◆ PROMPT: Every record should be copied exactly, except that pictures are to be omitted.

Location identification entries
>>>
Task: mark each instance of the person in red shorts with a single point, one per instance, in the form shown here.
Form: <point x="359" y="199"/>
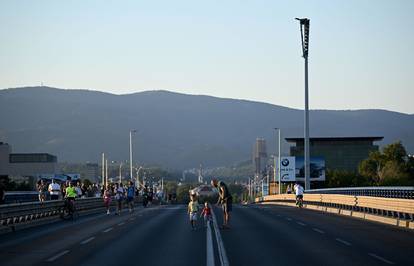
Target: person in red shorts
<point x="206" y="213"/>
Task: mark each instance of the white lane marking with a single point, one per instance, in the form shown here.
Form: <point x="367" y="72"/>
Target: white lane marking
<point x="87" y="240"/>
<point x="343" y="241"/>
<point x="210" y="248"/>
<point x="58" y="256"/>
<point x="318" y="230"/>
<point x="220" y="246"/>
<point x="380" y="258"/>
<point x="107" y="230"/>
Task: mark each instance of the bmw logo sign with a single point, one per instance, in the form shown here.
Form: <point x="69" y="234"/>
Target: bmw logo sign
<point x="285" y="162"/>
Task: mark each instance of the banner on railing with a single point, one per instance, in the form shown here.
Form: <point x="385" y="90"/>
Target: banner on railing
<point x="317" y="169"/>
<point x="287" y="169"/>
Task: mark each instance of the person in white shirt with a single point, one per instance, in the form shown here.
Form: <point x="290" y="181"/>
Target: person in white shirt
<point x="54" y="190"/>
<point x="78" y="190"/>
<point x="298" y="192"/>
<point x="119" y="196"/>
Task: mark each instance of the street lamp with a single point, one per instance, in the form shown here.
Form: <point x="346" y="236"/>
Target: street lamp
<point x="304" y="31"/>
<point x="130" y="151"/>
<point x="278" y="163"/>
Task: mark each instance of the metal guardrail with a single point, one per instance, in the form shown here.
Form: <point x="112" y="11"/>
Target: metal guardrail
<point x="380" y="206"/>
<point x="21" y="196"/>
<point x="20" y="213"/>
<point x="385" y="192"/>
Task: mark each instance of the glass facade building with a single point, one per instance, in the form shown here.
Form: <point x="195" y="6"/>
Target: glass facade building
<point x="340" y="153"/>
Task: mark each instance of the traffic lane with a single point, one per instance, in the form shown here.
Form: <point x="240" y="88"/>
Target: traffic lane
<point x="379" y="240"/>
<point x="21" y="251"/>
<point x="255" y="238"/>
<point x="165" y="238"/>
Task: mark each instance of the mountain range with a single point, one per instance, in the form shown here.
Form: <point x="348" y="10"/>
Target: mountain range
<point x="174" y="130"/>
<<<
◆ RESPONSE TO THE TASK:
Task: mark each instance of the person in red shorts with a single point, one per instance, in the form shown here.
Form: <point x="359" y="199"/>
Target: person in red shorts
<point x="206" y="213"/>
Task: mark each instance of the white lane marking with a single point, one per instance, in the form shown here.
Form: <point x="367" y="72"/>
Target: white lane marking
<point x="87" y="240"/>
<point x="343" y="241"/>
<point x="210" y="248"/>
<point x="58" y="256"/>
<point x="318" y="230"/>
<point x="220" y="246"/>
<point x="380" y="258"/>
<point x="107" y="230"/>
Task: mark each instance of the bmw logo sign with a single point, one per instance, in the form shown here.
Form: <point x="69" y="234"/>
Target: bmw logo sign
<point x="285" y="162"/>
Task: mark each instance of the banner on railing with a single point, one per instance, in the form shown here.
Form: <point x="385" y="90"/>
Target: banner on railing
<point x="317" y="169"/>
<point x="287" y="169"/>
Task: mark each instance of the person in white shirt with a single point, one per instance, in the form shown here.
Form: <point x="290" y="181"/>
Target: person in white shirt
<point x="54" y="190"/>
<point x="78" y="190"/>
<point x="298" y="192"/>
<point x="119" y="196"/>
Task: mark each instance of the street lamp with a single point, one per instance, in the form shown here.
Form: <point x="346" y="236"/>
Target: street lamp
<point x="304" y="31"/>
<point x="130" y="151"/>
<point x="278" y="163"/>
Task: mark each instance of the metal guardrail with a single point, one per instance, in the form shown here.
Form: <point x="112" y="11"/>
Target: metal guardrail
<point x="380" y="206"/>
<point x="21" y="196"/>
<point x="20" y="213"/>
<point x="385" y="192"/>
Task: mark each instance of the glass facade building with a single point, one per instance, in the form shown here.
Form: <point x="195" y="6"/>
Target: glass facade building
<point x="340" y="153"/>
Task: mark each instance of the traffic lane with a single point, one per instance, in the form shown here.
Form: <point x="240" y="88"/>
Target: traffic lane
<point x="379" y="240"/>
<point x="21" y="251"/>
<point x="255" y="238"/>
<point x="165" y="238"/>
Task: mark each instance of the mountain range with a single point, one per instance, in the form shown here.
Form: <point x="348" y="10"/>
Target: mountain range
<point x="174" y="130"/>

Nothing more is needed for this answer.